SUPPLIED ENTRIES:
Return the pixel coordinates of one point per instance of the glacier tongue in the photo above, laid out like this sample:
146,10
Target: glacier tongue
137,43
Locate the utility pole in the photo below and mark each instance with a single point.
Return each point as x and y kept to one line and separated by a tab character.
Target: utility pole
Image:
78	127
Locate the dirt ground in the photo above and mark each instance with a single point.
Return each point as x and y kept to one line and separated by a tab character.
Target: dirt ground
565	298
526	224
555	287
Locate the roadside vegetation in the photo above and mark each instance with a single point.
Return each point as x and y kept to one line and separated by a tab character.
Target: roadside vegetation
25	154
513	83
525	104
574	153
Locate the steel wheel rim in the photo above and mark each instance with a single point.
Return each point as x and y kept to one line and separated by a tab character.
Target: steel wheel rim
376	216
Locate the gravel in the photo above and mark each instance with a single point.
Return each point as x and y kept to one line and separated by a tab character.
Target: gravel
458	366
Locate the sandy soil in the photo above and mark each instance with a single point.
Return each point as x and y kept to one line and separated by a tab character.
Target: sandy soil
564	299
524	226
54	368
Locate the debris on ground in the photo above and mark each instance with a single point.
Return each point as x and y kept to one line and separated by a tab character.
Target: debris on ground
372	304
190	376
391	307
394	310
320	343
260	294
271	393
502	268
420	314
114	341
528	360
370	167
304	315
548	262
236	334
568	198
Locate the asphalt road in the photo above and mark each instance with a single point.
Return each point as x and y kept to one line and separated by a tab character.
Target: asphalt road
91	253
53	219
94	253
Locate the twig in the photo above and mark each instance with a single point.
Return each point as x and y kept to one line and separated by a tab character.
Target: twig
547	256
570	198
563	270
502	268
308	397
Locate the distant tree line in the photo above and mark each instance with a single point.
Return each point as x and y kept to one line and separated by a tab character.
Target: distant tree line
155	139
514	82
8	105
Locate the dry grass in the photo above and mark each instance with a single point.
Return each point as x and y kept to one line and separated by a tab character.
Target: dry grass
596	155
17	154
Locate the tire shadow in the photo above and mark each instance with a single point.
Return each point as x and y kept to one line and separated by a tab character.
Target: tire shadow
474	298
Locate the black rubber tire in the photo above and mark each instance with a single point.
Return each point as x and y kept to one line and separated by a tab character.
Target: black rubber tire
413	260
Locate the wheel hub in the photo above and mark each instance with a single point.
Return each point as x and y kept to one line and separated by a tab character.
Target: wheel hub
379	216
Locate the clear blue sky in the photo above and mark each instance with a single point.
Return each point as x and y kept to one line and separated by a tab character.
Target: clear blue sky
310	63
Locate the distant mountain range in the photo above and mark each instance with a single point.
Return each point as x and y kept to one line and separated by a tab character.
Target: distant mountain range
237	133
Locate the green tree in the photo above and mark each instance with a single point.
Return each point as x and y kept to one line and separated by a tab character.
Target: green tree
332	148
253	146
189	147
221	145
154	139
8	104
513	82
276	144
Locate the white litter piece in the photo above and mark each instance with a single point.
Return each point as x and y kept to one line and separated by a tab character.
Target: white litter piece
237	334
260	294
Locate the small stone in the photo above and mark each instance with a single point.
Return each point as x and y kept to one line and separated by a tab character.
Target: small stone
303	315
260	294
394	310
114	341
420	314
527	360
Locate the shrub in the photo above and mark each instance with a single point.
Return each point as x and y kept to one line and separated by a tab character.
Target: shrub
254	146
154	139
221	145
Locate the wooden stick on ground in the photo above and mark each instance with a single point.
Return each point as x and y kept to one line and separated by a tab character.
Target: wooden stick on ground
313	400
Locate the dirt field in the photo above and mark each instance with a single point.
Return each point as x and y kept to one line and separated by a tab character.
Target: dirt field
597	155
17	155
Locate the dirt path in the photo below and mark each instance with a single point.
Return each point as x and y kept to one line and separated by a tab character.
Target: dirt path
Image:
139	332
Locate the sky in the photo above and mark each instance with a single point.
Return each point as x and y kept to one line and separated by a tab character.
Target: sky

WORK REQUEST:
Among the lines of the records above, count those containing the word "path", then give the number by itself.

YOUR RESPONSE:
2